**Exercise**
The expected output is every line of the data exactly as shown, minus the images.

(Referring expression data)
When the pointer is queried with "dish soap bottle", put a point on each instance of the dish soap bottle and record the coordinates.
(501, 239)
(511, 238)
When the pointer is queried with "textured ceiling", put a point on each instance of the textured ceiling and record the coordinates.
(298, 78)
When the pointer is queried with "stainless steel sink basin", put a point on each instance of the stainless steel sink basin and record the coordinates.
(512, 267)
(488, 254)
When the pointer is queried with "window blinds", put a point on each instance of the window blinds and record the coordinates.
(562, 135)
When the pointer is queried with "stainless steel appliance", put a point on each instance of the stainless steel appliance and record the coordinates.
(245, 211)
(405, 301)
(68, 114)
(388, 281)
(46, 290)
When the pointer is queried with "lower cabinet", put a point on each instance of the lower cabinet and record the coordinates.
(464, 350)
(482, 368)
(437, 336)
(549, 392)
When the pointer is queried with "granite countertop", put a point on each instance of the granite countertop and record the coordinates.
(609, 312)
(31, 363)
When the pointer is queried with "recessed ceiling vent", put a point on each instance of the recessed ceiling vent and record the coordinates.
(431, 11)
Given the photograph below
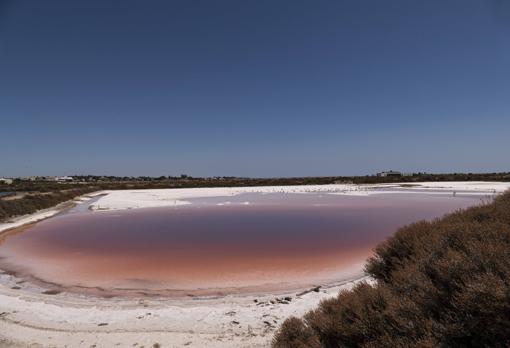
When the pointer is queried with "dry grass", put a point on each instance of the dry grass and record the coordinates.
(444, 283)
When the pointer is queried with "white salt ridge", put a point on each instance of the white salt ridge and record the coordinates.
(135, 199)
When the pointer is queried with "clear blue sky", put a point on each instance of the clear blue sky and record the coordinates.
(253, 88)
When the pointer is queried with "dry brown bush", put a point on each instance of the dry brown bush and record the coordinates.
(444, 283)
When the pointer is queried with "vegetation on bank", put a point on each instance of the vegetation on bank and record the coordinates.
(38, 188)
(444, 283)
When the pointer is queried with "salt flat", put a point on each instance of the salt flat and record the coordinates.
(135, 199)
(29, 317)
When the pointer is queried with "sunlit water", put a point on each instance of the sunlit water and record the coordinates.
(248, 242)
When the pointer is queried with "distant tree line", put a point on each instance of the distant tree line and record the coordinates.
(444, 283)
(62, 191)
(31, 203)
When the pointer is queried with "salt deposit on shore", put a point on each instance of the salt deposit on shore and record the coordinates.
(29, 316)
(45, 213)
(134, 199)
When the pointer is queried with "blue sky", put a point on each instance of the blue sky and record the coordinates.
(253, 88)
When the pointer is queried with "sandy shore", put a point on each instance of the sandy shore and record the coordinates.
(32, 317)
(135, 199)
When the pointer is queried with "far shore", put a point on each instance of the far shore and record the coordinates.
(32, 315)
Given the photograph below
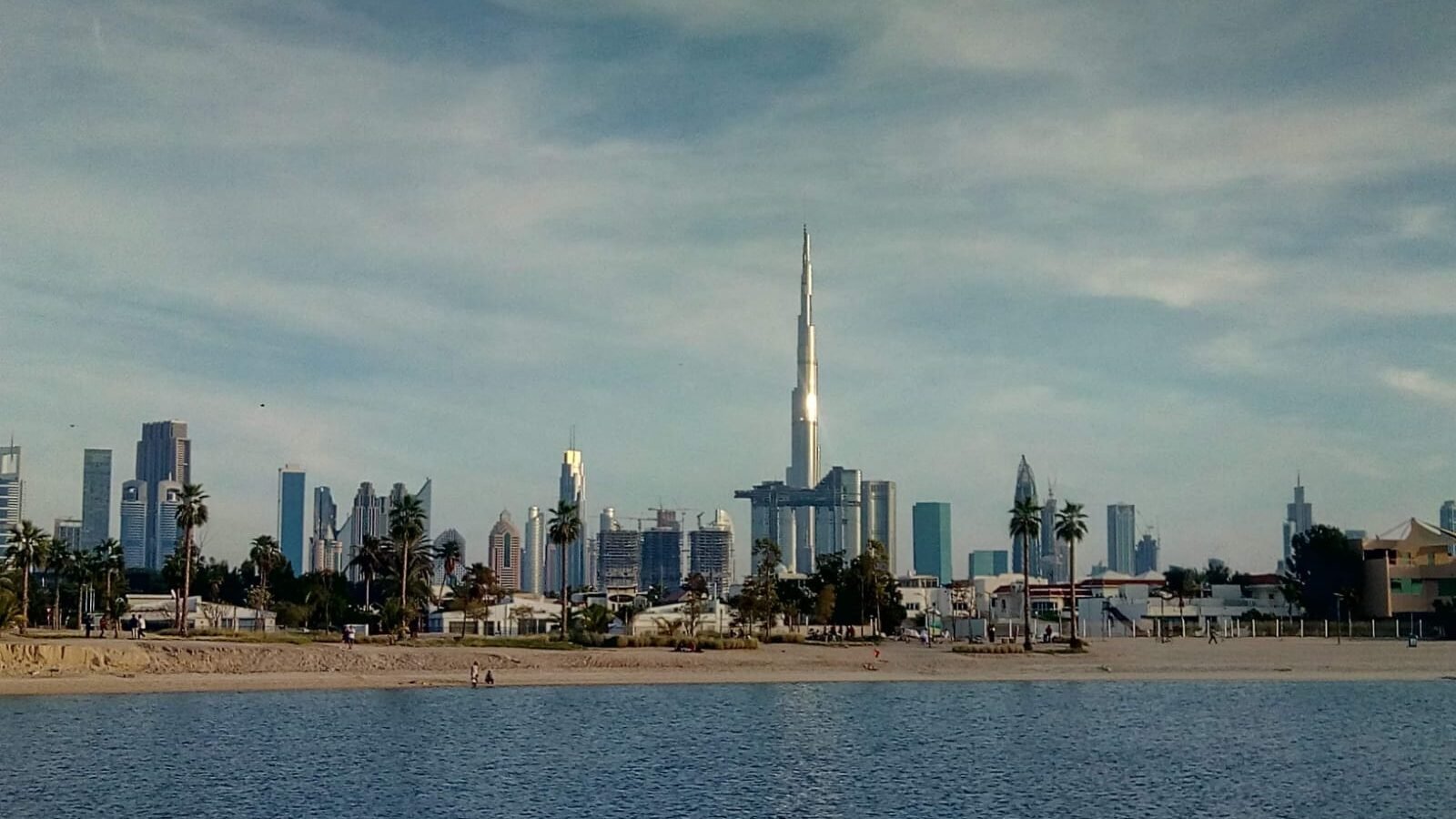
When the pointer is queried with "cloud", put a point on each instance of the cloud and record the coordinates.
(1152, 249)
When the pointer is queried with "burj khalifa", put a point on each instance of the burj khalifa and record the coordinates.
(804, 468)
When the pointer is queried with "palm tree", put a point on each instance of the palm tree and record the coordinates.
(564, 528)
(113, 561)
(1026, 523)
(478, 586)
(266, 555)
(191, 516)
(60, 560)
(369, 561)
(407, 531)
(26, 552)
(449, 551)
(1072, 526)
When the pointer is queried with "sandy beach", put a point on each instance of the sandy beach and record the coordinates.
(118, 666)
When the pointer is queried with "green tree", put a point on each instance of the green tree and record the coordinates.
(1325, 564)
(596, 620)
(1218, 573)
(475, 592)
(113, 562)
(695, 598)
(60, 560)
(369, 561)
(1184, 583)
(1072, 528)
(407, 532)
(1026, 523)
(191, 516)
(761, 595)
(266, 555)
(562, 530)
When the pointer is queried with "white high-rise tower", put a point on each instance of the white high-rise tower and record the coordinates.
(804, 470)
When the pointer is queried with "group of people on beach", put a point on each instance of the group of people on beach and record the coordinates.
(475, 675)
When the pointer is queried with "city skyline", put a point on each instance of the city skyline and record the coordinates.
(1249, 251)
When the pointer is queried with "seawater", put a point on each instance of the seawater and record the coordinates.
(794, 751)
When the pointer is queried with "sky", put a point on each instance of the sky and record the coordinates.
(1172, 254)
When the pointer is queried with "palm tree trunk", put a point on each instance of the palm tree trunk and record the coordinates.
(1026, 591)
(25, 596)
(187, 581)
(1072, 581)
(565, 598)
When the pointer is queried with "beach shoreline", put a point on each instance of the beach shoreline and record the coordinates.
(75, 666)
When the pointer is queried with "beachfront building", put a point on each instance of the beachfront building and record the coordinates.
(514, 615)
(1409, 569)
(95, 496)
(160, 612)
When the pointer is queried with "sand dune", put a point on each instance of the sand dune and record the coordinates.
(106, 666)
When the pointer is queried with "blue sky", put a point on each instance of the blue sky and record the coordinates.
(1171, 254)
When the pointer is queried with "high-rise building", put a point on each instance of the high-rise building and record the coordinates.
(574, 491)
(1299, 516)
(67, 531)
(836, 521)
(1145, 554)
(621, 552)
(164, 455)
(1052, 559)
(662, 552)
(165, 521)
(533, 567)
(12, 490)
(135, 523)
(989, 562)
(804, 453)
(506, 552)
(369, 516)
(710, 551)
(1121, 533)
(291, 493)
(877, 516)
(931, 531)
(324, 540)
(95, 496)
(1026, 490)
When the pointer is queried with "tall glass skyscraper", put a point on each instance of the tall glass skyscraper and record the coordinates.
(12, 490)
(95, 497)
(164, 453)
(533, 567)
(291, 491)
(662, 552)
(1026, 490)
(931, 530)
(1121, 535)
(135, 523)
(877, 519)
(574, 491)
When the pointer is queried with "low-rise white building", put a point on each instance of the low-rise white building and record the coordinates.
(160, 612)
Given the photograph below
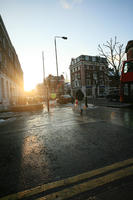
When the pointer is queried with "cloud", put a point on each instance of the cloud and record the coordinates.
(69, 4)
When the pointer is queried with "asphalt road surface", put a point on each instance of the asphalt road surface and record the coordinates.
(38, 148)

**Written solution**
When the pointer is queried with "dish soap bottle", put a point on each instance of the dish soap bottle and record the coordinates.
(501, 239)
(511, 238)
When the pointer is queried with "textured ceiling", put a point on each instance of the textured ceiling and record the coordinates.
(298, 78)
When the pointer is queried with "stainless steel sink basin", put a point on each instance of the stainless steel sink basin and record the coordinates.
(512, 267)
(488, 254)
When the pointer is queried with "window blinds", put a point on each instance of the window blinds and record the coordinates.
(562, 135)
When the pointer is queried with "stainless steel appliance", put a point on each instance of the stainless steel appliance and record the coordinates.
(245, 211)
(405, 301)
(68, 114)
(388, 281)
(46, 290)
When the pointer is queried with "lower cabinet", put a point on each instance of the lower cabinet and record the coordinates.
(464, 350)
(482, 368)
(437, 336)
(549, 392)
When the pointer is queried with "granite countertop", put a point on each instance of the granite countertop and record the coordinates.
(609, 312)
(31, 363)
When the pointer is queried with "recessed ceiling vent", put a point on each instance of the recessed ceiling vent and record the coordinates.
(431, 11)
Given the photograph below
When the pointer is queried with "dry grass", put a point on each instance of the dry grass and record the coordinates.
(444, 283)
When the pointer is queried with "white salt ridge", put a point on each instance of the white salt ridge and record the coordinates.
(135, 199)
When the pointer is queried with "clear blue sky", put a point on each instance of the clear blue sky and record the coordinates.
(253, 88)
When the pointer is queried with "dry brown bush", put a point on each instance of the dry brown bush and record the coordinates.
(444, 283)
When the pointer is queried with "vegetation on bank", put a point on each instance of the vegetation on bank and record the coordinates.
(38, 188)
(444, 283)
When the pointer is queried with "salt flat", put a point on each instance of the salt flat and record the coordinates.
(135, 199)
(29, 317)
When the pointer is queried with "sunlit water", put a point on each instance of the sunlit water and record the coordinates.
(248, 242)
When the pointer is queried with "distant tree line", put a point on each instance of the distant tree line and record the coordinates.
(444, 283)
(62, 191)
(31, 203)
When the pointer is queried with "salt deposit on shore", put a point on each instance of the salt deposit on shore and record the coordinates.
(29, 316)
(45, 213)
(134, 199)
When the pointer is queried with "blue sky", put a point on each instance of the blue sky and record the coordinates.
(253, 88)
When the pointer is queried with "sandy shore", put a point on each instance of the sandy shore and record the coordinates.
(32, 317)
(135, 199)
When the pointer is queried with "far shore", put a point on each instance of the far shore and record the coordinates.
(32, 315)
Given the photograph below
When the pointer is queried with "cloud", put a point on each instance of the cloud and record the coordinates.
(1152, 249)
When the pointer is queried with "burj khalifa", put a point on each instance of the burj khalifa and record the coordinates.
(804, 468)
When the pointer is queried with "palm tree", put a point on each instance of the palm tree and record the coordinates.
(564, 528)
(113, 561)
(1026, 523)
(478, 586)
(266, 555)
(191, 516)
(60, 560)
(369, 561)
(407, 531)
(26, 552)
(449, 551)
(1072, 526)
When the pointer is queried with "sandy beach", put a point on each instance of the sandy beach and record the coordinates.
(118, 666)
When the pointer is queried with "green tree", put a point on each instance of the green tree and record the coordinates.
(1325, 564)
(596, 620)
(1218, 573)
(475, 592)
(113, 562)
(695, 598)
(60, 560)
(369, 561)
(1184, 583)
(1072, 528)
(407, 532)
(1026, 523)
(191, 516)
(761, 595)
(266, 555)
(562, 530)
When the pointer is queried with "white high-rise tower", put a point on each instance of the white high-rise tower and record the coordinates.
(804, 470)
When the pointer is queried with "group of people on beach", put a point on each instance of the group of people on beach and record the coordinates.
(475, 675)
When the pointer is queried with "city skyline", put a point on each instance of the city skyline and record the coordinates.
(1249, 251)
When the pointer is queried with "seawater", put a point on each instance of the seawater and record the coordinates.
(794, 751)
When the pointer is queried with "sky", put a point on each instance of the sky and record the coordinates.
(1172, 254)
When the pointer is queried with "palm tree trunk", put a point on each instance of the palm tree trunk and record the coordinates.
(1026, 591)
(25, 596)
(187, 581)
(1072, 581)
(565, 598)
When the pointer is queried with "beach shoreline", put a point on each instance of the beach shoreline and record the coordinates.
(75, 666)
When the pointer is queried with "beachfront building", put a point on each instance of the beachfront building and record the coordinates.
(514, 615)
(1409, 569)
(95, 496)
(160, 612)
When the pointer is queried with "sand dune", put a point on each instance of the sand dune and record the coordinates.
(106, 666)
When the pointer is queried with "blue sky", put a point on each instance of the blue sky and record the coordinates.
(1171, 254)
When the pointer is queried with "high-rise building", put a point on each instance of the high-rise building and record the coordinates.
(574, 491)
(1299, 516)
(67, 531)
(836, 521)
(1145, 554)
(621, 552)
(164, 455)
(1052, 559)
(662, 552)
(165, 521)
(533, 567)
(12, 490)
(135, 523)
(989, 562)
(804, 453)
(506, 552)
(369, 516)
(710, 551)
(1121, 533)
(291, 493)
(877, 516)
(931, 531)
(324, 540)
(95, 496)
(1026, 490)
When the pointer is queried with "tall glass skyscraper", put a point on each instance of the tall glass skyscraper and record the coordinates.
(12, 490)
(95, 497)
(164, 453)
(533, 567)
(291, 491)
(662, 552)
(1026, 490)
(931, 530)
(1121, 535)
(135, 523)
(877, 519)
(574, 491)
When the pointer is queried with "low-rise white building", put a point on each instance of the low-rise white building and record the coordinates.
(160, 612)
Given the photograph below
When the pointer is queried with "cloud", put a point on each instance of the cloud and record the coordinates.
(69, 4)
When the pointer is queried with "asphalt road surface", put a point on each instance of the asphalt road surface and record the coordinates.
(38, 148)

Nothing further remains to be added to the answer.